Copy, from the data below, each line that has the word "surface".

▬▬▬▬▬▬▬▬▬▬

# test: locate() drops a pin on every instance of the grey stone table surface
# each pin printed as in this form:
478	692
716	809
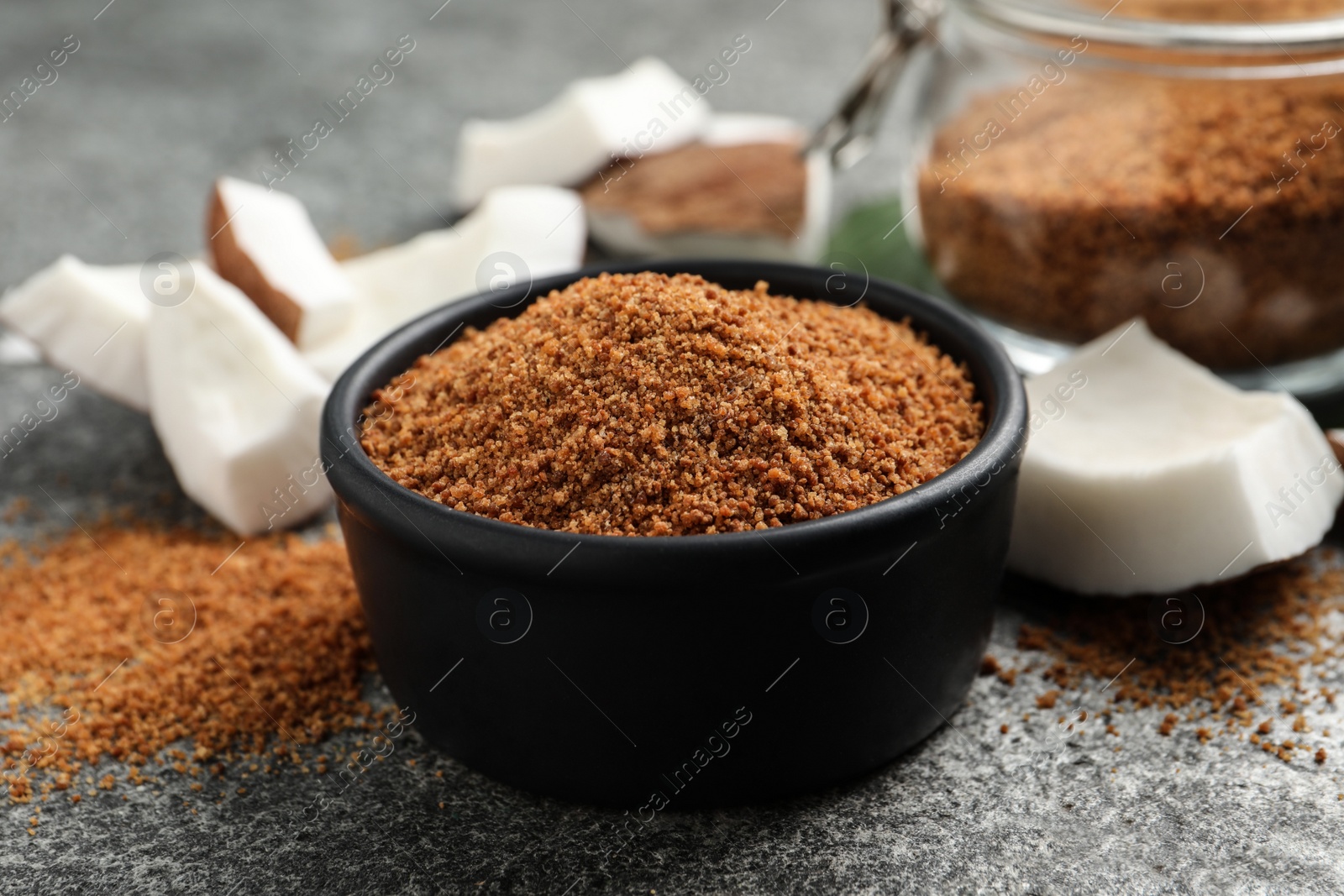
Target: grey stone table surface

▬▬▬▬▬▬▬▬▬▬

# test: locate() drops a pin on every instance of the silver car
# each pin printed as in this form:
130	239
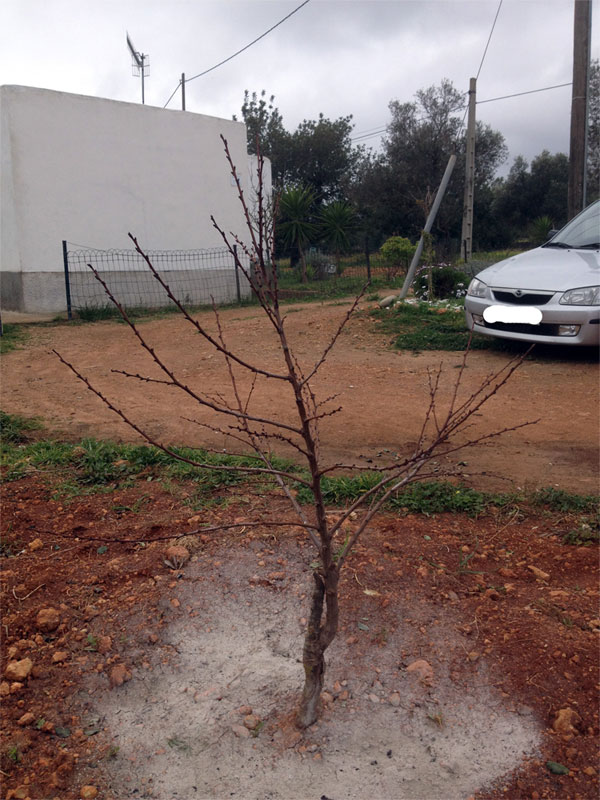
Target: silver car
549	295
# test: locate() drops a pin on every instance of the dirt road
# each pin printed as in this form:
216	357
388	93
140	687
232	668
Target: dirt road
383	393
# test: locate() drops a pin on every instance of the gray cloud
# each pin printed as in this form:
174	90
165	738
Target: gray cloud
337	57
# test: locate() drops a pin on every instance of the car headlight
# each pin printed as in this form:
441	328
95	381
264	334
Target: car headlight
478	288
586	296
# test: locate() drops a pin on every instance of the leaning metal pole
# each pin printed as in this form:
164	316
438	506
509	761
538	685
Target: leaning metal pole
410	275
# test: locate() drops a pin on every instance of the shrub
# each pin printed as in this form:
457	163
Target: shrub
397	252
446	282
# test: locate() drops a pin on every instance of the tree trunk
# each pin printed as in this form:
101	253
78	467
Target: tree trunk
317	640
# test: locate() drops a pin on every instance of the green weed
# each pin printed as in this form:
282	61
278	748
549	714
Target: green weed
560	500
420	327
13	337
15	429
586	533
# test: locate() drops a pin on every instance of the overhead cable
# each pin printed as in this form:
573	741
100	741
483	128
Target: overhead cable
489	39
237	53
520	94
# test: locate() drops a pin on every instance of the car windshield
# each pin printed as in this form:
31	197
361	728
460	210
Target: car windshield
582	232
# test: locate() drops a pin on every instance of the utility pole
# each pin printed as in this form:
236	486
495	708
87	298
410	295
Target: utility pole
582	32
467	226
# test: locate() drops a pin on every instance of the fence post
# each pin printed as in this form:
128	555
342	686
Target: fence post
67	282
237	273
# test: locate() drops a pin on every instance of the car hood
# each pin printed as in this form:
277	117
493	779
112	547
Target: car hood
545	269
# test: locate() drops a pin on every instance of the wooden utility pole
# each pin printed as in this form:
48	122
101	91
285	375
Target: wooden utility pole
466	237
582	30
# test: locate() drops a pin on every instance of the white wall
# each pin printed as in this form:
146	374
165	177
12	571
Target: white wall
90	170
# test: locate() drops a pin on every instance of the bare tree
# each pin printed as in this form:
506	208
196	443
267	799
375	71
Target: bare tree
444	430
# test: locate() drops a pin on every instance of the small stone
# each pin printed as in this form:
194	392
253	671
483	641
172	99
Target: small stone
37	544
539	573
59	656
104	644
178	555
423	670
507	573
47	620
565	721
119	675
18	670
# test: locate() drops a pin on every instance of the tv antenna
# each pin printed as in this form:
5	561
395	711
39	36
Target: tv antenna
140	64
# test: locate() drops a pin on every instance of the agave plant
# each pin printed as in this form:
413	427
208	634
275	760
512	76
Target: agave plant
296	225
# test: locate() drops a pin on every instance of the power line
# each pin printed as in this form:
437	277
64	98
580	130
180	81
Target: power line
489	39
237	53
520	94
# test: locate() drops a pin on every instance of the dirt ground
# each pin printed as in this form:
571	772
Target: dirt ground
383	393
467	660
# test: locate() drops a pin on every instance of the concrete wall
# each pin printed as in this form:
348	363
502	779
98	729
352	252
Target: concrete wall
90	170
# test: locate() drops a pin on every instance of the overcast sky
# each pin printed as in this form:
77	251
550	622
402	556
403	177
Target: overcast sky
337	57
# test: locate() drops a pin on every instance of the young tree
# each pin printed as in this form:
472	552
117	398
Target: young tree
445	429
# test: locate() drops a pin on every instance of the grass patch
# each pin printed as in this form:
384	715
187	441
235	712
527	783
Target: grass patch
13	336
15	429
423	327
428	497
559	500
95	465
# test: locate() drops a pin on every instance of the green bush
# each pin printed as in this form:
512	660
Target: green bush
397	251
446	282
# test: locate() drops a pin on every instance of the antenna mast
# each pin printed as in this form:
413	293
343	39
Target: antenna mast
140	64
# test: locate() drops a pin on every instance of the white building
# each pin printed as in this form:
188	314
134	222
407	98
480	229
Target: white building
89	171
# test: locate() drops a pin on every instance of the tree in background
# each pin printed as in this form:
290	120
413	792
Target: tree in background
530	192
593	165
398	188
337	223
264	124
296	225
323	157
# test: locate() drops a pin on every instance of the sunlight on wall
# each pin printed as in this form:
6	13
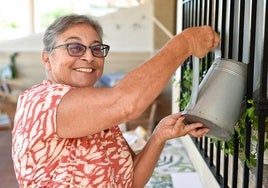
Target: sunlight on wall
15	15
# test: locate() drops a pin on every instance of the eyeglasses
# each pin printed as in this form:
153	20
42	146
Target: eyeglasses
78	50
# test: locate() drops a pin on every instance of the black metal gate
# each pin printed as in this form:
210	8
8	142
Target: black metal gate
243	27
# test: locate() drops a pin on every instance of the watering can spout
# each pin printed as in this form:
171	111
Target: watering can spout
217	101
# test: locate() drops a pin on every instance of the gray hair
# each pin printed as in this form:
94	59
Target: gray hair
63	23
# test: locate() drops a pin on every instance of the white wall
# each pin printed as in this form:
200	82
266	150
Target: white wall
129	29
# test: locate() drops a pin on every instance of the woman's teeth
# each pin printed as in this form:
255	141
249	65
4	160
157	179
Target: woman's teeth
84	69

▬▬▬▬▬▬▬▬▬▬

- SOLUTION FOR THIS PROBLEM:
# test: locate() drops a pin on every instance of the grey stone table surface
Target: grey stone table surface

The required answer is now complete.